# [ИСХОДНЫЙ ТЕКСТ]
^^^^^^^^

Грустный соло-клоун, писатель, театральный режиссер, новеллист, актер снимался у Абуладзе, Параджанова, Габриловича, Шукшина. Сын шеф-повара ресторана Метрополь и домохозяйки. С детства Пушкин, Андерсен, кукольный театр, друг Марселя Марсо и Ролана Быкова. Клоун с осенью в сердце. «Я подарю тебе звездный дождь», «Сердце в кармане», «Это очень важно для будущей весны» — его новеллы. Леонид Георгиевич Енгибаров, ушёл в 37 лет. Боксёр (9 лет ринга), атлет-философ, мим-поэт, клоун-мудрец. Вот его признание-анкета. «Заповедь «Ударили по одной щеке, подставь другую» считаю в корне ошибочной. Сменил множество профессий, и в двадцать два года мне оставалось стать только актером. Писать начал тогда же, поневоле. Никто из авторов не хотел со мной работать, пришлось самому стать сценаристом…
Люблю: море, осень… Винсента Ван Гога
Боюсь: благополучия
Главное для меня в жизни – чувствовать ответственность за все совершающееся вокруг нас»

^^^^^^^^

# [ФРАГМЕНТЫ ЗАПИСЕЙ]
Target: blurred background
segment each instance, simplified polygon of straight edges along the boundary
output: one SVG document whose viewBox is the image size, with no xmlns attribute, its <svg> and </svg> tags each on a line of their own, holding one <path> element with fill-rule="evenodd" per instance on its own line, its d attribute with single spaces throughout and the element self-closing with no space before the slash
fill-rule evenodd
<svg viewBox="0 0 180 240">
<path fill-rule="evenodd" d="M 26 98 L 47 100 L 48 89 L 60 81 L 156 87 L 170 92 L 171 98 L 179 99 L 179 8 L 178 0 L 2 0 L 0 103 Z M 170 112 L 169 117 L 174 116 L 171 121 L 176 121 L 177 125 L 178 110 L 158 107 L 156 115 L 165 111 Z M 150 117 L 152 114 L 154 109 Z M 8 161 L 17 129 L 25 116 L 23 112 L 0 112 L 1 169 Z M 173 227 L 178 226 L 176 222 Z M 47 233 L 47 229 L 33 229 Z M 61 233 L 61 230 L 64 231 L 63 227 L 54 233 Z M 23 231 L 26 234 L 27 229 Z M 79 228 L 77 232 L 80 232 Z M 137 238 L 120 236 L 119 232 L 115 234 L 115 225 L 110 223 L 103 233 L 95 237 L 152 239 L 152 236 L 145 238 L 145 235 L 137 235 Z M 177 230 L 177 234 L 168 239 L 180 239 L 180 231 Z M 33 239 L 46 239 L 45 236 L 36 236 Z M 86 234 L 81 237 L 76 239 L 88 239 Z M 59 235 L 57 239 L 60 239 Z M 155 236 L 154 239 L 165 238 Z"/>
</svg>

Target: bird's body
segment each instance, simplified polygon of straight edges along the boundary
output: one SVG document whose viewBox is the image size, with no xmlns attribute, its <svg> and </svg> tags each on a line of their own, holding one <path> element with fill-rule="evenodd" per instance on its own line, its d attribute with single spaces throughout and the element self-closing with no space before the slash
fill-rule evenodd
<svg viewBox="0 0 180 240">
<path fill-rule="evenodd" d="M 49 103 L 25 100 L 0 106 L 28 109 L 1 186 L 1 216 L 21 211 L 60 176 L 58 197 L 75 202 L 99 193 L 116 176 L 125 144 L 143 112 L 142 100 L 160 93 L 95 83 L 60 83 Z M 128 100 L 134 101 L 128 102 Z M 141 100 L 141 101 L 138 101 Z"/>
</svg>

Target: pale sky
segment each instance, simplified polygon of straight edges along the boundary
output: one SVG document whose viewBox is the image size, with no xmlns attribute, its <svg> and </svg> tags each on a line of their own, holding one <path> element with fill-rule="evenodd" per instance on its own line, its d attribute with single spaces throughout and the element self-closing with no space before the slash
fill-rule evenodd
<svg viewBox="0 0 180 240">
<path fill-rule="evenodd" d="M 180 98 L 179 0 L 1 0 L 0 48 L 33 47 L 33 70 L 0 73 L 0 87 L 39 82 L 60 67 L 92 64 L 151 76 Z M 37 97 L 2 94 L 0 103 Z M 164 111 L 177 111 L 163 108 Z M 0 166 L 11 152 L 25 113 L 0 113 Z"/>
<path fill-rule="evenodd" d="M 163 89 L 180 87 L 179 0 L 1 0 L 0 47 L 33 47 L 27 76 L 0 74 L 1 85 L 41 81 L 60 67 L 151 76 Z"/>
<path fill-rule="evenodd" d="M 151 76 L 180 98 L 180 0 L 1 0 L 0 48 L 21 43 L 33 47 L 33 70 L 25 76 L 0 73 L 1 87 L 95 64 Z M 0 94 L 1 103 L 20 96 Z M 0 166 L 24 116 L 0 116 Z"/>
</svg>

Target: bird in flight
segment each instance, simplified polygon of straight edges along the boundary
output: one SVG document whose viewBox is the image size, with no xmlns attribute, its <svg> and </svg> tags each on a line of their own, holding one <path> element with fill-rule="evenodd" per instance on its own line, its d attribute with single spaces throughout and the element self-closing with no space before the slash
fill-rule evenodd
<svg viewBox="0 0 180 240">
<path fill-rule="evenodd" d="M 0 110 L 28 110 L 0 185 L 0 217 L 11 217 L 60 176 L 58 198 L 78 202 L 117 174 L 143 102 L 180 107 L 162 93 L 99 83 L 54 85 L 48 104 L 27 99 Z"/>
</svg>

^^^^^^^^

Укажите, чего боится Леонид Енгибаров, судя по его признанию в исходном тексте. Перечень никак не связан с исходным текстом.

Он боится благополучия.